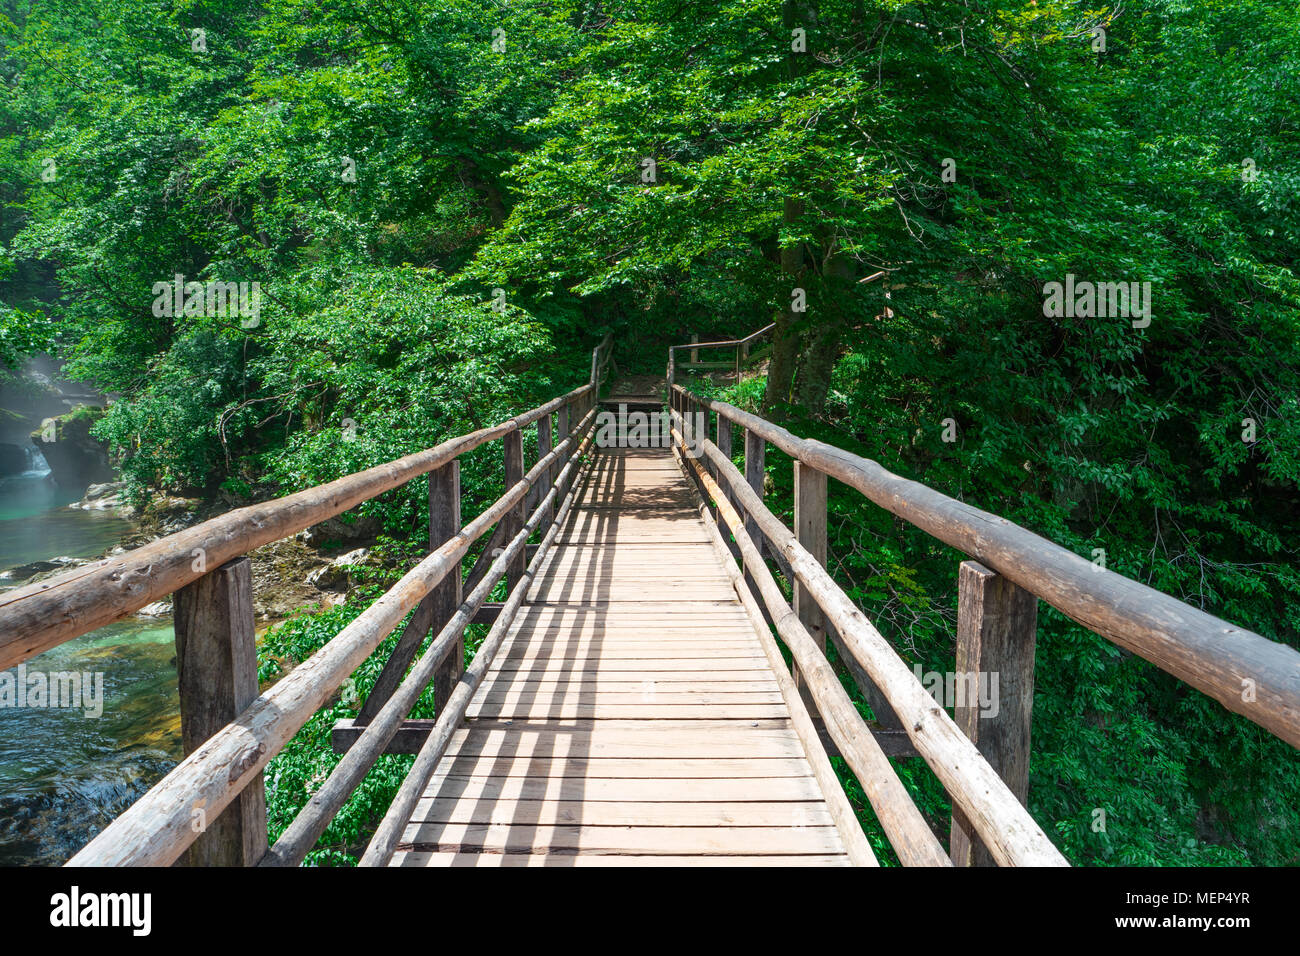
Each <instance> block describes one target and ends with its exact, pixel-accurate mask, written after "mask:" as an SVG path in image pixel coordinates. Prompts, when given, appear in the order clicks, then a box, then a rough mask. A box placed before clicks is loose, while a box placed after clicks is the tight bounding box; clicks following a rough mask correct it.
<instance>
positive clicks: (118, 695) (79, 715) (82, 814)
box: [0, 459, 181, 866]
mask: <svg viewBox="0 0 1300 956" xmlns="http://www.w3.org/2000/svg"><path fill="white" fill-rule="evenodd" d="M78 497H79V496H77V494H70V493H66V492H61V490H60V489H57V488H56V486H55V485H53V484H52V483H51V481H48V476H47V473H45V471H44V470H43V467H40V463H39V459H38V462H36V467H34V468H32V470H31V471H27V472H26V473H23V475H16V476H13V477H8V479H0V570H3V568H8V567H13V566H16V564H26V563H29V562H32V561H44V559H48V558H53V557H64V555H66V557H72V558H91V557H96V555H99V554H101V553H103V551H104V550H105V549H108V548H112V546H113V545H116V544H118V541H120V538H121V537H122V535H123V533H125V532H126V531H129V528H130V524H129V523H127V522H126V520H123V519H121V518H118V516H116V515H113V514H112V512H109V511H83V510H81V509H73V507H68V505H69V502H72V501H74V499H75V498H78ZM4 587H14V585H6V584H5V583H3V581H0V588H4ZM26 670H27V674H29V675H30V674H32V672H38V671H39V672H47V674H48V672H66V671H73V672H82V674H91V675H101V680H103V698H101V700H103V713H101V714H100V715H98V717H95V715H87V713H86V711H87V709H86V708H78V709H72V708H49V706H44V708H40V706H21V708H18V706H6V708H3V709H0V865H8V866H13V865H57V864H61V862H64V861H65V860H68V857H70V856H72V855H73V853H75V852H77V849H79V848H81V847H82V845H85V844H86V842H87V840H90V839H91V838H92V836H94V835H95V834H96V832H99V831H100V830H101V829H103V827H104V826H105V825H107V823H108V822H109V821H112V819H113V818H114V817H116V816H117V814H120V813H121V812H122V810H125V809H126V808H127V806H130V804H131V803H133V801H135V799H136V797H139V796H140V793H143V792H144V791H146V790H148V788H149V787H151V786H153V783H156V782H157V780H159V779H161V777H162V775H164V774H165V773H166V771H168V770H170V769H172V766H174V765H175V762H177V761H178V760H179V758H181V724H179V719H181V718H179V705H178V697H177V679H175V646H174V643H173V633H172V622H170V619H166V618H161V619H157V618H155V619H147V618H127V619H126V620H122V622H118V623H116V624H110V626H108V627H104V628H100V630H99V631H94V632H91V633H88V635H85V636H82V637H78V639H77V640H73V641H69V643H66V644H62V645H60V646H57V648H55V649H52V650H48V652H45V653H44V654H40V656H38V657H34V658H31V659H30V661H27V662H26ZM14 672H16V671H13V670H10V674H14ZM88 709H90V710H95V709H98V708H88Z"/></svg>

------------------------------------------------

§ Task brief
Only the pictures should be left out; write out everything else in the records exactly.

§ Completed exercise
Each <instance> block describes one target and ends with its exact, pixel-accurate mask, written after "mask:" as an SVG path in image pixel coordinates. Prompts, when given, appear in the order clicks, then a box, then a rough mask. A box placed before clicks is loose, while a box placed after clicks is the tight bounding box; clicks following a rough mask correct it.
<instance>
positive clicks: (118, 695) (79, 715) (82, 814)
box: [0, 459, 181, 866]
mask: <svg viewBox="0 0 1300 956" xmlns="http://www.w3.org/2000/svg"><path fill="white" fill-rule="evenodd" d="M78 497H79V496H77V494H70V493H66V492H61V490H60V489H57V488H56V486H55V485H53V484H52V483H51V481H48V476H47V473H45V471H44V470H43V467H40V463H39V459H38V462H36V467H34V468H32V470H31V471H27V472H26V473H23V475H16V476H13V477H8V479H0V570H3V568H8V567H13V566H16V564H26V563H29V562H32V561H44V559H48V558H53V557H64V555H66V557H72V558H91V557H96V555H99V554H101V553H103V551H104V550H105V549H108V548H112V546H113V545H116V544H118V541H120V538H121V537H122V535H123V533H125V532H126V531H129V528H130V524H129V523H127V522H126V520H123V519H121V518H118V516H116V515H113V514H112V512H109V511H83V510H81V509H73V507H68V505H69V502H72V501H74V499H75V498H78ZM4 587H14V585H6V584H5V583H3V581H0V588H4ZM26 670H27V674H29V675H30V674H32V672H38V671H39V672H47V674H48V672H66V671H73V672H82V674H91V675H101V680H103V698H101V700H103V713H101V714H100V715H98V717H95V715H87V713H86V711H87V709H86V708H78V709H72V708H49V706H44V708H40V706H21V708H18V706H6V708H3V709H0V865H8V866H13V865H57V864H61V862H64V861H65V860H68V857H70V856H72V855H73V853H75V852H77V849H79V848H81V847H82V845H85V844H86V842H87V840H90V839H91V838H92V836H94V835H95V834H96V832H99V831H100V830H101V829H103V827H104V826H105V825H107V823H108V822H109V821H112V819H113V818H114V817H116V816H117V814H120V813H121V812H122V810H125V809H126V808H127V806H130V804H131V803H133V801H135V799H136V797H139V796H140V793H143V792H144V791H146V790H148V788H149V787H151V786H153V783H156V782H157V780H159V779H161V777H162V775H164V774H165V773H166V771H168V770H170V769H172V766H174V765H175V762H177V761H178V760H179V758H181V724H179V719H181V718H179V705H178V697H177V679H175V646H174V643H173V633H172V622H170V619H166V618H161V619H157V618H155V619H147V618H127V619H126V620H122V622H118V623H116V624H110V626H108V627H104V628H100V630H99V631H94V632H91V633H88V635H85V636H82V637H78V639H77V640H73V641H69V643H66V644H62V645H60V646H57V648H55V649H52V650H48V652H45V653H44V654H40V656H38V657H34V658H31V659H30V661H27V662H26ZM14 672H16V671H13V670H10V674H14ZM88 709H90V710H95V709H98V708H88Z"/></svg>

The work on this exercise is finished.